** START INPUT MATERIAL **

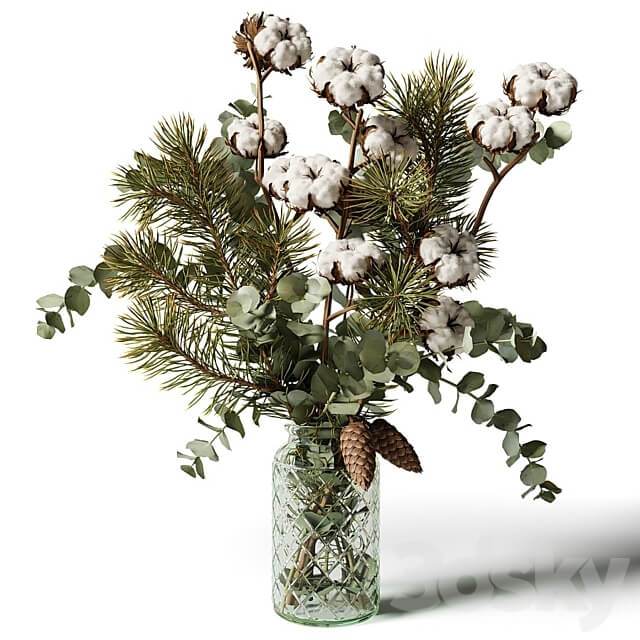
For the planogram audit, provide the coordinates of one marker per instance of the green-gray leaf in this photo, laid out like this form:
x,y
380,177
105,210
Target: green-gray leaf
x,y
539,152
292,288
50,301
82,276
470,382
404,358
429,370
482,411
77,299
506,420
434,391
232,420
103,274
534,449
511,443
374,350
533,474
45,331
54,319
188,469
558,134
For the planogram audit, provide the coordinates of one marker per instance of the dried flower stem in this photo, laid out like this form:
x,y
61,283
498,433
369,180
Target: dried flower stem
x,y
341,230
259,171
498,177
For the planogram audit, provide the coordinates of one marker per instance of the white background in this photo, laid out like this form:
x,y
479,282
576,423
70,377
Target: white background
x,y
103,537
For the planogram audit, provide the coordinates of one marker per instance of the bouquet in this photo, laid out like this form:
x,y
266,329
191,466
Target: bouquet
x,y
232,299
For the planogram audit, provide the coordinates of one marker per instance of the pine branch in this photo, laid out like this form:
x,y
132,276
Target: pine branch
x,y
151,265
434,103
165,340
395,295
189,191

** END INPUT MATERIAL **

- **DESCRIPTION OF THE TASK**
What you return should match the records above word for word, minus the pictures.

- **EXERCISE OUTPUT**
For the planogram audit, provide the coordinates of one marker per instance of the green-gray leaf in this photo, laid out like this form:
x,y
380,177
105,210
Target: green-gray leaf
x,y
539,152
292,288
50,301
82,276
470,382
404,358
429,370
482,411
77,299
506,420
434,391
232,420
103,274
534,449
511,443
374,350
533,474
45,331
54,319
188,469
558,134
For the planogram audit, provide the coordinates of one marker per instance of the dried flower stem in this photo, laid out like this form:
x,y
61,283
498,433
369,180
Target: dried flower stem
x,y
341,230
259,171
498,177
For the planogram audit, provide the coordinates of one marker per instance of the white background in this photo, laid out like this form:
x,y
479,282
576,423
70,377
Target: white background
x,y
103,537
For the planogram audit, provide the coordinates of one marker per instance of the bouquet in this photo, laid out like this form:
x,y
266,329
191,466
Target: bouquet
x,y
232,299
For the planogram audit, provide the coordinates of one marker per instance of the pine branch in this photo, laid out like this form:
x,y
132,276
Target: pine branch
x,y
151,265
434,103
165,340
395,295
189,191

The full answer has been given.